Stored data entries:
================================

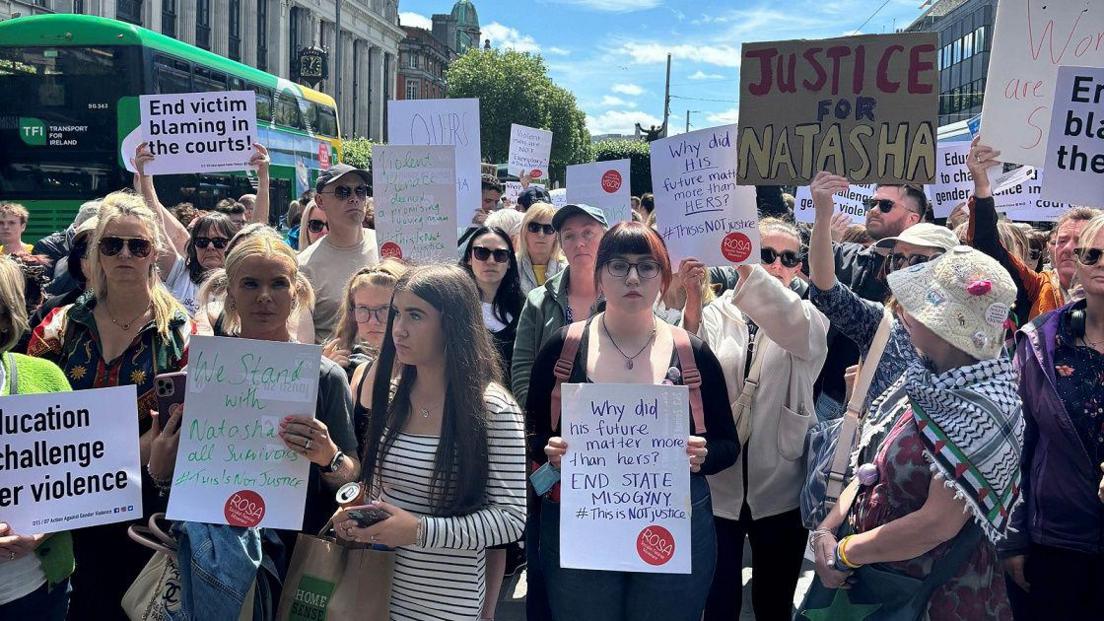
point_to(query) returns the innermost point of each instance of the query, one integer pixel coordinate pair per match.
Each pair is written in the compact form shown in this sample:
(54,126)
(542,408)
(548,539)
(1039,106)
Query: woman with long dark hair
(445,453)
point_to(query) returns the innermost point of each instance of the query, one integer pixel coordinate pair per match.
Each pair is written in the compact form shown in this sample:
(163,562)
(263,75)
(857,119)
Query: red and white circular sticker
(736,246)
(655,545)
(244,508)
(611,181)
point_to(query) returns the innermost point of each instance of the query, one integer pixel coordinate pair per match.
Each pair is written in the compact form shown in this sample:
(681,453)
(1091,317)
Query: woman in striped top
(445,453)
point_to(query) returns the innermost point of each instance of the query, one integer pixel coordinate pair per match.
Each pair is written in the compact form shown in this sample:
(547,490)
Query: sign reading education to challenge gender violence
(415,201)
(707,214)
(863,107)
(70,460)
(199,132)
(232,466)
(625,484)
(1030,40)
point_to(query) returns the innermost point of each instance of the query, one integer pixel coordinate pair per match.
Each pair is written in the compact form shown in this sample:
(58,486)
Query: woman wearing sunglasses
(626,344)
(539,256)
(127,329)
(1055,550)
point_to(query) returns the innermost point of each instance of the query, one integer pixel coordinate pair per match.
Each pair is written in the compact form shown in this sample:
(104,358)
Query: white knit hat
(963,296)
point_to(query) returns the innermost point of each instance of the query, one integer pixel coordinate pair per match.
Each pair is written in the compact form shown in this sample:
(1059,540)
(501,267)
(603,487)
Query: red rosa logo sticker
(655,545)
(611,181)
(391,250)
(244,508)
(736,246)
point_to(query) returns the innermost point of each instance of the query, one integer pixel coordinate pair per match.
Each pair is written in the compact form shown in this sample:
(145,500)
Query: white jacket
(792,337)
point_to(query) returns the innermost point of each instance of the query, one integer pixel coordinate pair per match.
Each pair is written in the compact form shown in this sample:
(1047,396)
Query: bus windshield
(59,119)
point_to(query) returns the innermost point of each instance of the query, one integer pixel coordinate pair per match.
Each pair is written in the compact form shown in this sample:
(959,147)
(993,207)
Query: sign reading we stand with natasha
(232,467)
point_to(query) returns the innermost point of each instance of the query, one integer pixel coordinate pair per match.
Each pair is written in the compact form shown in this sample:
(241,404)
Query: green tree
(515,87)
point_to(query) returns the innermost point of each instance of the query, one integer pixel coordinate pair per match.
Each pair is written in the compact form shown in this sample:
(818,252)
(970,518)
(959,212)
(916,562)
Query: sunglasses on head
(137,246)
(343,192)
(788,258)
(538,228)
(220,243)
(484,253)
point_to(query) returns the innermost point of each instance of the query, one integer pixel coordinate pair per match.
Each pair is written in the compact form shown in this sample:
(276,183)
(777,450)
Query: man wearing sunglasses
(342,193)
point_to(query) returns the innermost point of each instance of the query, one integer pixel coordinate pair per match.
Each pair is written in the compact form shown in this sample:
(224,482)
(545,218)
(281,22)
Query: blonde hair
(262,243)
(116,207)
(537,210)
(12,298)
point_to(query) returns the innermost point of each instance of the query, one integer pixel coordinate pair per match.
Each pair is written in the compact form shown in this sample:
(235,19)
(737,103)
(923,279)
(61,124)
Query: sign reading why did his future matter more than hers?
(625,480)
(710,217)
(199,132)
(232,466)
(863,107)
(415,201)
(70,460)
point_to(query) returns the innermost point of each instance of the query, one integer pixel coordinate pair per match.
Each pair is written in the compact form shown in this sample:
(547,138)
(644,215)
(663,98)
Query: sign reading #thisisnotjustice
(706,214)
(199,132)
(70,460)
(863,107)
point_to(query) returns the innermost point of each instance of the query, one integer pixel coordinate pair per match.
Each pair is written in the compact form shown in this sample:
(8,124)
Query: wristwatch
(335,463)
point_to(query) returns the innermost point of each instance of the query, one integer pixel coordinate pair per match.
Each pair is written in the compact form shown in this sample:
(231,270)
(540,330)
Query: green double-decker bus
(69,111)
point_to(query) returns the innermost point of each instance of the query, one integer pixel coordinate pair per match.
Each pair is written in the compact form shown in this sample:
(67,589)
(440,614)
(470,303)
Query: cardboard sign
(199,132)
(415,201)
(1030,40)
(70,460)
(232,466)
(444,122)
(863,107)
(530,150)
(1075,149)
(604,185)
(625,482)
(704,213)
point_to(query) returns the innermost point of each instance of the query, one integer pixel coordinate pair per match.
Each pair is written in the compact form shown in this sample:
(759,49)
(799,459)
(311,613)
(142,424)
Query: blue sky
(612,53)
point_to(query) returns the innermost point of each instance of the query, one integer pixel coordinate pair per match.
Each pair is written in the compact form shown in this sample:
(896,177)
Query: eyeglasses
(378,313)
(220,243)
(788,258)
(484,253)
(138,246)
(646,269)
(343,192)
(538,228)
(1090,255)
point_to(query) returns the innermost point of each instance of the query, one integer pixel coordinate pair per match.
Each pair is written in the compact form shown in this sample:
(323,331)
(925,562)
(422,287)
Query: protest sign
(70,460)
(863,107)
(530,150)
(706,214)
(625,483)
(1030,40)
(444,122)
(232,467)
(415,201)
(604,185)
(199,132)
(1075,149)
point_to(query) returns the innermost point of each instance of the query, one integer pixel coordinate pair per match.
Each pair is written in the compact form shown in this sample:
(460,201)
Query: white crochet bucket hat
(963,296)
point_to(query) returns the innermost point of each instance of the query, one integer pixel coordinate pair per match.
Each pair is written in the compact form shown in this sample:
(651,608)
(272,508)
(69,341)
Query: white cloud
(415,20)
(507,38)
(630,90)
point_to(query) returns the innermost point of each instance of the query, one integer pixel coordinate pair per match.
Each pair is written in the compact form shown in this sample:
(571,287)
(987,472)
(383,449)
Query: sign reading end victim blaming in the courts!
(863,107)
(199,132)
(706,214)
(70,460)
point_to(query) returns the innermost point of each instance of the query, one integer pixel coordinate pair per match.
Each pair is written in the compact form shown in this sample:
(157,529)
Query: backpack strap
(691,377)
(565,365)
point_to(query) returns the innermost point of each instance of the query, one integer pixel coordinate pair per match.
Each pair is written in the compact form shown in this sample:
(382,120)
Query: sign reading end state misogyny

================================

• **Set problem**
Locate each line above that contains the word "green", and copy those lines.

• **Solution below**
Query: green tree
Query: green double-decker bus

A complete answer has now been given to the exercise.